--- Job ---
Repeat the listing word for word. No pictures belong in the copy.

[Location labeling records]
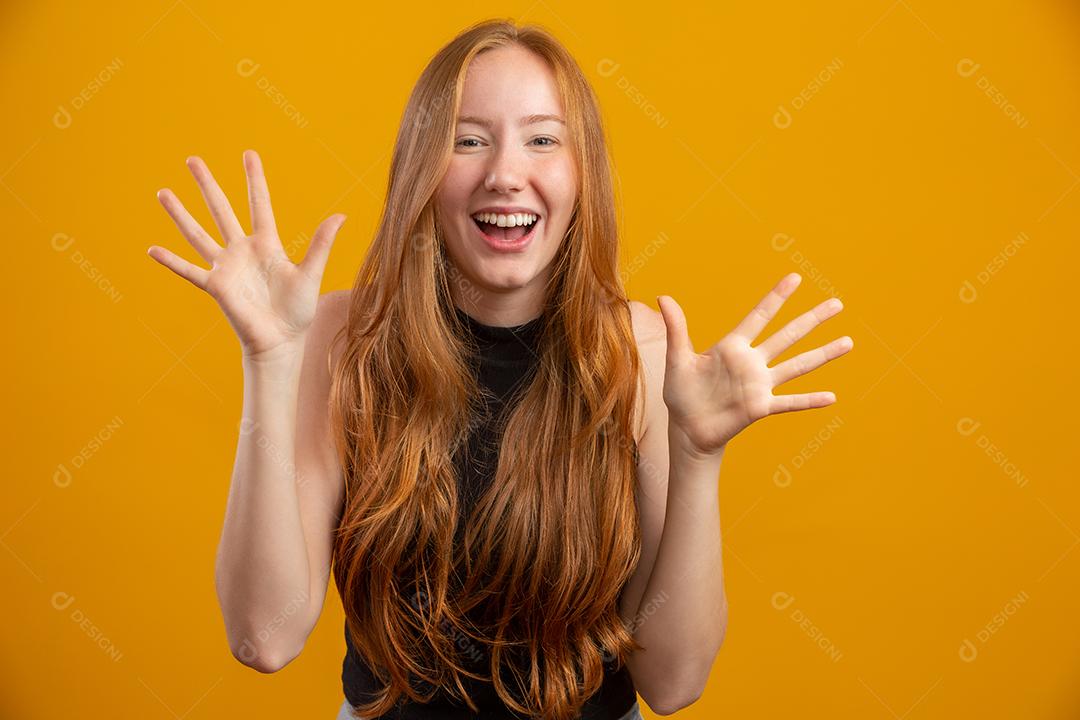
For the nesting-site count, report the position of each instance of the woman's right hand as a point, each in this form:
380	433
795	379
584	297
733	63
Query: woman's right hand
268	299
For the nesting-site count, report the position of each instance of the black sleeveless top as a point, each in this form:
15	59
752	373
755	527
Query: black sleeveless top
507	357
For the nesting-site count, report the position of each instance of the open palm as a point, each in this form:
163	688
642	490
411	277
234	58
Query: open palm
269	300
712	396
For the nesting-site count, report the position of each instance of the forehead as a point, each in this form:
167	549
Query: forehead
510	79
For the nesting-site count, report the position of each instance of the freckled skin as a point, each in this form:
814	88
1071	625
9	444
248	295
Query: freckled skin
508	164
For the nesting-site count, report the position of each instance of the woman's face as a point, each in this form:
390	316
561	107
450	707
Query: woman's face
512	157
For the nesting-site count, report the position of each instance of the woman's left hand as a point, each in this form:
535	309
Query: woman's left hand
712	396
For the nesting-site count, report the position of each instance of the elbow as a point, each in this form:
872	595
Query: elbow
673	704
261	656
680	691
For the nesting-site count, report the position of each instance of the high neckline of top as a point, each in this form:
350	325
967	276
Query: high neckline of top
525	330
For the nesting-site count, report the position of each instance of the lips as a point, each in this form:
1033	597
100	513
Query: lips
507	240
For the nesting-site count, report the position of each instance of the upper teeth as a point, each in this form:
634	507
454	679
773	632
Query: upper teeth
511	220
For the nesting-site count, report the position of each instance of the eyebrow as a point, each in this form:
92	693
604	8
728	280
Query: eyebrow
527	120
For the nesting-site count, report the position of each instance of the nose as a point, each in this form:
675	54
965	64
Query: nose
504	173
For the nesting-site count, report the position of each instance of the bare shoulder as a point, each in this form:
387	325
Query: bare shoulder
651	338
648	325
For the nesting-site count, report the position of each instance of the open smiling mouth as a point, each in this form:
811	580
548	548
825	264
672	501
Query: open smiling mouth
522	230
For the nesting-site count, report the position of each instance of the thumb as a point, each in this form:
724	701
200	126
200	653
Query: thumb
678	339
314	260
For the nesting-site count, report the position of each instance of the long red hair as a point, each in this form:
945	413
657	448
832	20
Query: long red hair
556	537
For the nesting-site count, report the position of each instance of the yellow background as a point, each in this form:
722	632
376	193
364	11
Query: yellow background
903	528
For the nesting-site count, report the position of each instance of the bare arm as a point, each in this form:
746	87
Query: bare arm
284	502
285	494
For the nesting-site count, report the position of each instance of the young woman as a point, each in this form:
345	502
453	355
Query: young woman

--- Task solution ---
For the nesting-site count, report the position of each instance of the woman's right hand as a point, each in this form:
380	433
795	379
584	297
733	63
Query: woman's right hand
268	299
For the nesting-site count, report the position of each instance of the black sleeveless top as a point, each in this form:
15	59
752	373
755	527
Query: black sleeveless top
507	357
For the nesting-site count, report the position of each instance of the open palm as a point, each in this form:
163	688
642	490
411	277
234	58
Query: open palm
269	300
712	396
For the nesting-site count, report the position of each instance of the forehead as a point, each in this form:
167	549
Query: forehead
510	79
For the nesting-site count, report the position of each instance of the freckled skin as a point, each in this form:
814	88
1071	625
9	444
248	295
Query: freckled skin
508	164
For the nesting-site count, report the position of each instance of the woman's face as a point, each in this form:
390	316
561	107
450	707
Query: woman's face
512	157
For the nesting-site count, report the position of each instance of the woman's left hand as a point, each in this form:
535	309
Query: woman's left hand
712	396
For the nesting-site count, report the position of each instance of the elbow as a point, each in this form:
872	595
Query: elbow
673	704
261	656
680	691
For the nesting-site count, report the position of each instance of the high neckline of top as a point, each in this form:
350	325
967	276
Query: high neckline of top
525	330
For the nesting-site count, report the position of each instance of the lips as a point, each in this form:
1033	597
100	513
Query: lips
507	240
For the nesting-site count, report the position of each instance of the upper teeth as a point, each in this form:
634	507
454	679
773	632
Query: upper teeth
511	220
For the nesting-site count, report the position of each instance of the eyebrow as a point, each in this form:
92	693
604	8
728	280
Query: eyebrow
527	120
For the nesting-site count, report the position of each instance of the nose as a point, each in this form:
675	54
965	64
Query: nose
504	173
For the nesting-site count, report the position of each instance of the bare shoulder as a point, each in this form:
387	325
Query: bare shoulder
651	338
648	325
For the nesting-site count, report the position of each instance of the open smiling mouth as a point, each in this form:
811	580
548	548
825	264
672	501
Query: open smiling mouth
522	230
For the nesting-site count, report the position of each instance of the thumb as a point, each in this form:
724	701
200	126
200	653
Query: thumb
678	339
314	260
For the nesting-site count, report the position of each instance of the long red hair as a point, each in this form:
945	413
657	448
832	20
Query: long red hair
556	537
For the nesting-site count, report the position of each instance of the yellow background as a point, each in this form:
722	632
376	193
364	11
Query: yellow background
903	528
For the nesting-site count, report the position of each instance of the bare arm as a point, each in this form:
746	87
Query: bare arm
284	502
285	494
For the nesting-site count, report the position of each instance of the young woman as a point, each in this form:
345	502
453	355
Query: young woman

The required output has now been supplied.